▶ _Source_
============================================================

There’s a game you can play at the new Gershwin songbook musical, Nice Work if You Can Get It. As you watch Matthew Broderick deliver yet another awkward, depressive and vocally thin performance, just superimpose other actors on his stiff, wincing figure. Reg Rogers? Sure, he would project the right level of screwball-horndog zest as skirt-chasing playboy Jimmy Winter. Josh Grisetti is funny as hell—and has singing chops. Maybe Christian Borle can get out of Peter and the Starcatcher. Is Norbert Leo Butz too old? Does it matter? Once your replacement reveries have faded, though, you’re back to grim reality: Somebody miscast Broderick again.

============================================================

▶ _Information shown_
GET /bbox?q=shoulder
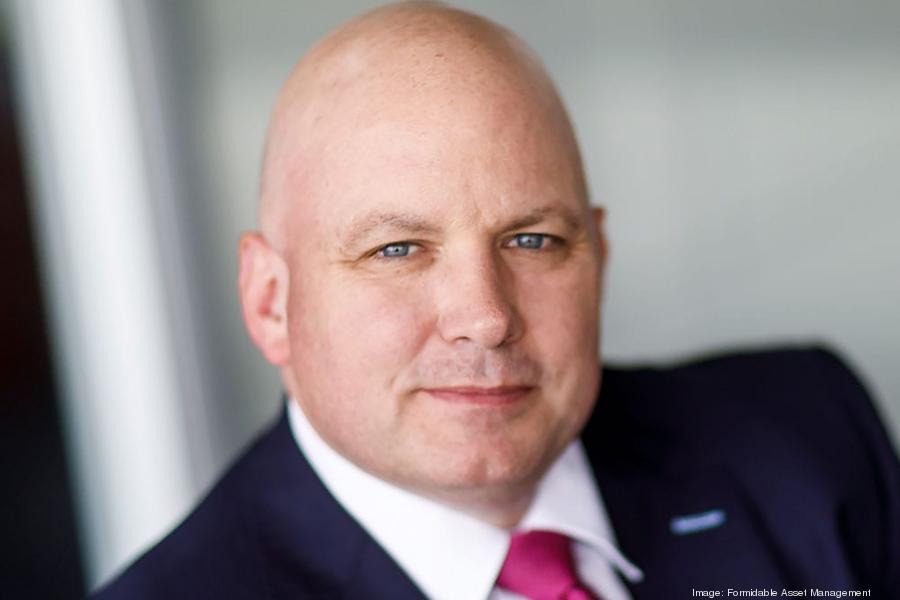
[584,347,900,589]
[93,412,285,600]
[587,347,883,470]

============================================================

▶ _List of tasks_
#1 Extract the stretch of the review from "There’s a game" through "miscast Broderick again.".
#2 Answer these questions from the review:
(a) What is the title of the musical under review?
(b) Which character does Matthew Broderick play?
(c) Which actor does the review call funny and credit with singing chops?
#3 Summarize the review in two sentences.
Rely on the review alone and not on the data.

▶ _Outputs by task_
#1
There’s a game you can play at the new Gershwin songbook musical, Nice Work if You Can Get It. As you watch Matthew Broderick deliver yet another awkward, depressive and vocally thin performance, just superimpose other actors on his stiff, wincing figure. Reg Rogers? Sure, he would project the right level of screwball-horndog zest as skirt-chasing playboy Jimmy Winter. Josh Grisetti is funny as hell—and has singing chops. Maybe Christian Borle can get out of Peter and the Starcatcher. Is Norbert Leo Butz too old? Does it matter? Once your replacement reveries have faded, though, you’re back to grim reality: Somebody miscast Broderick again.

#2
(a) Nice Work if You Can Get It
(b) Jimmy Winter, a skirt-chasing playboy
(c) Josh Grisetti

#3 The review of the Gershwin songbook musical Nice Work if You Can Get It calls Matthew Broderick's performance awkward, depressive and vocally thin, and it imagines other actors, such as Reg Rogers and Josh Grisetti, in his role as Jimmy Winter. It concludes that Broderick has been miscast again.